**Task requirements**
- A) In the statute section on what a condominium association must keep, which buildings are exempt from the requirement to keep construction plans and specifications?
- B) Write the next part of the statute section on what a condominium association must keep, continuing after its final sentence.

**Excerpt provided**
— start —
Added by Acts 1993, 73rd Leg., ch. 244, Sec. 1, eff. Jan. 1, 1994. Amended by: Acts 2013, 83rd Leg., R.S., Ch. 678 (H.B. 2075), Sec. 5, eff. September 1, 2013.

Sec. 82.114. ASSOCIATION RECORDS.

  1. The association shall keep:
    1. detailed financial records that comply with generally accepted accounting principles and that are sufficiently detailed to enable the association to prepare a resale certificate under Section 82.157;
    2. the plans and specifications used to construct the condominium except for buildings originally constructed before January 1, 1994;
    3. the condominium information statement prepared under Section 82.152 and any amendments;
    4. the name and mailing address of each unit owner;
    5. voting records, proxies, and correspondence relating to amendments to the declaration; and
    6. minutes of meetings of the association and board.
  2. All financial and other records of the association shall be reasonably available at its registered office or its principal office in this state for examination by a unit owner and the owner's agents. An attorney's files and records relating to the association are not records of the association and are not subject to inspection by unit owners or production in a legal proceeding.
— end —
**Information shown**
— start —
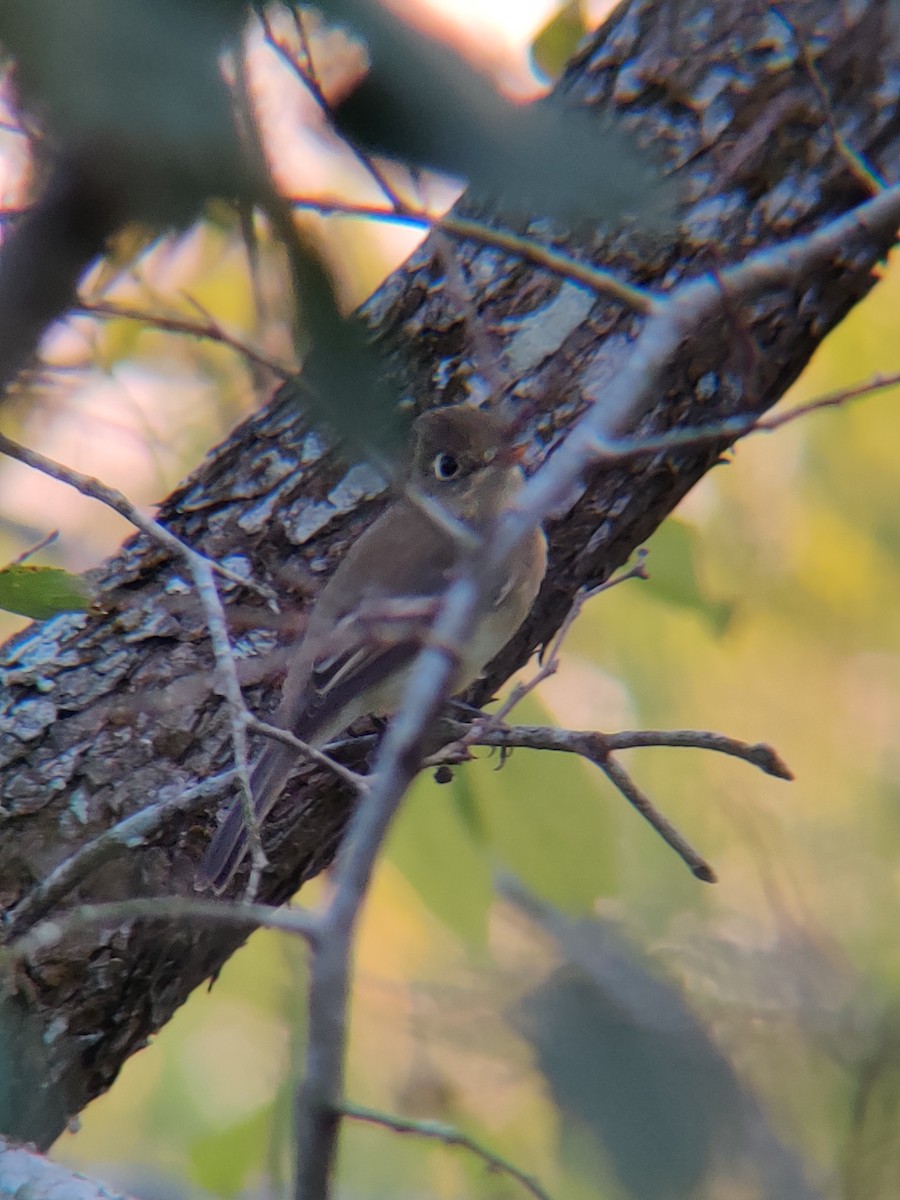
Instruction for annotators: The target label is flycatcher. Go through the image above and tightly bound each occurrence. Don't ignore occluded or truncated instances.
[197,406,547,892]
— end —
**Outputs**
- A) Buildings originally constructed before January 1, 1994.

- B)
  3. The association shall, as a common expense, annually obtain an independent audit of the records. Copies of the audit must be made available to the unit owners. An audit required by this subsection shall be performed by a certified public accountant if required by the bylaws or a vote of the board of directors or a majority vote of the members of the association voting at a meeting of the association.
  4. A declarant shall furnish copies to the association of the information required by Subsection (a) on the date the first unit is sold.
  5. Not later than the 30th day after the date of acquiring an interest in a unit, the unit owner shall provide the association with:
    1. the unit owner's mailing address, telephone number, and driver's license number, if any;
    2. the name and address of the holder of any lien against the unit, and any loan number;
    3. the name and telephone number of any person occupying the unit other than the unit owner; and
    4. the name, address, and telephone number of any person managing the unit as agent of the unit owner.
  6. A unit owner shall notify the association not later than the 30th day after the date the owner has notice of a change in any information required by Subsection (e), and shall provide the information on request by the association from time to time.
Added by Acts 1993, 73rd Leg., ch. 244, Sec. 1, eff. Jan. 1, 1994.

Sec. 82.116. MANAGEMENT CERTIFICATE.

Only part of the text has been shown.